■ **Working data**
------------------------------------------------------------
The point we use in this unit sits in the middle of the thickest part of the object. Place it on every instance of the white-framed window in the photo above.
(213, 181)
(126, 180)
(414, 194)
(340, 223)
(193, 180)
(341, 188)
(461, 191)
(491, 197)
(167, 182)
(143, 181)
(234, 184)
------------------------------------------------------------
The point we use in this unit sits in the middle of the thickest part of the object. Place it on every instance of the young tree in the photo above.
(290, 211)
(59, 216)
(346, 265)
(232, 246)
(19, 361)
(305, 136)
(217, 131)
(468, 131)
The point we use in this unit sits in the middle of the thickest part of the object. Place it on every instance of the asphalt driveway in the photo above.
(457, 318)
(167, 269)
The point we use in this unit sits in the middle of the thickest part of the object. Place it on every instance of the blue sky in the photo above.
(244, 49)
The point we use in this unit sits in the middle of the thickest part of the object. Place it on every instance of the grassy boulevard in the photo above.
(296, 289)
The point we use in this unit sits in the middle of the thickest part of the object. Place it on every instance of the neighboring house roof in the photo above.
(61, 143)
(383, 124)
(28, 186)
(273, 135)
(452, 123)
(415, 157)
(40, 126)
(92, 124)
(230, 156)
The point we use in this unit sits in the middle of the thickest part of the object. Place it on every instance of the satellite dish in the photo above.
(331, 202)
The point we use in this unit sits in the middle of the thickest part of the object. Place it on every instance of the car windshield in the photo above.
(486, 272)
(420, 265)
------------------------------------------------------------
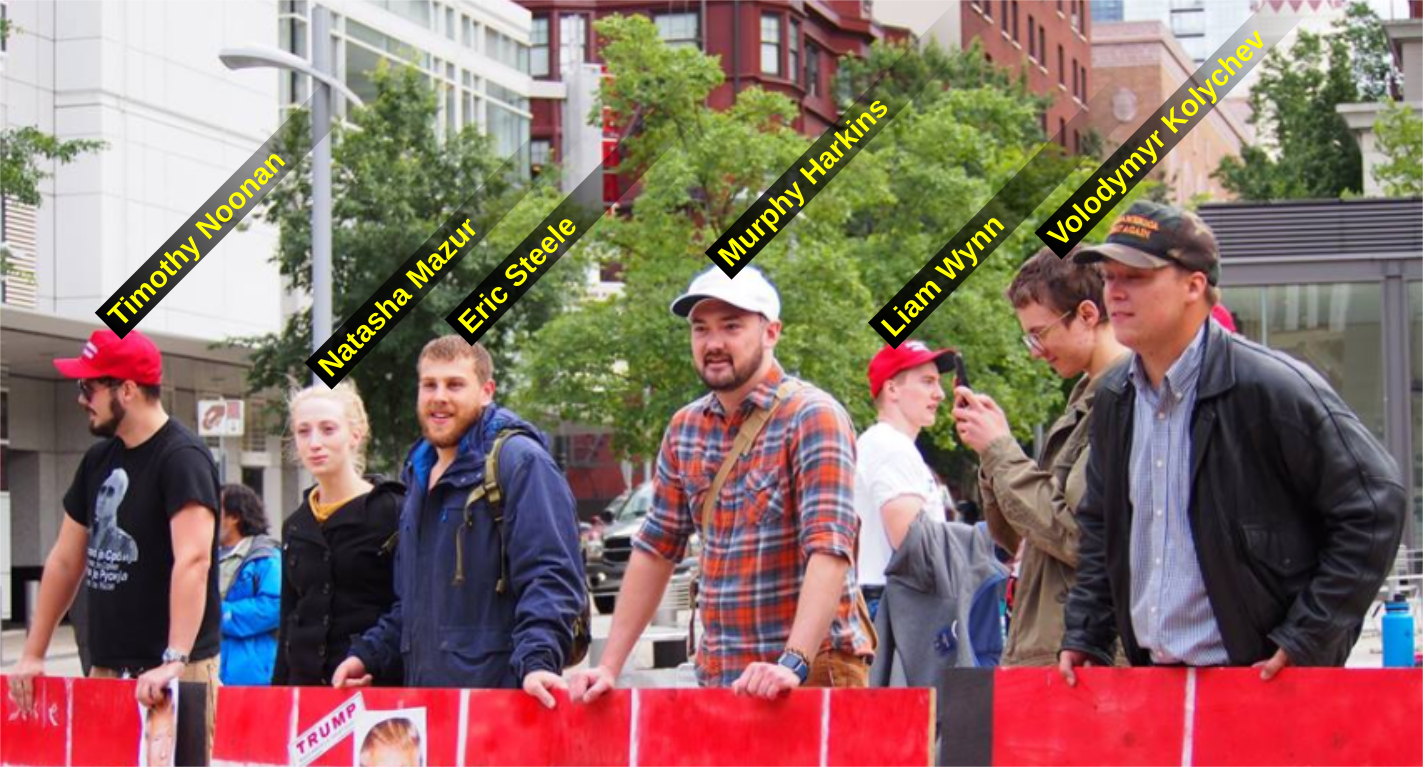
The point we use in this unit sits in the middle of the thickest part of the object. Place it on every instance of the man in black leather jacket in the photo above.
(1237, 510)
------------------------------------------------------------
■ **Task objective**
Which lines above contain the word "black"? Pull out each of them and copy it in full.

■ **Result**
The point we use in this unit sits in the middle of the thickest part of the object. Place it on every instance of the man in black leather jacket in the photo above.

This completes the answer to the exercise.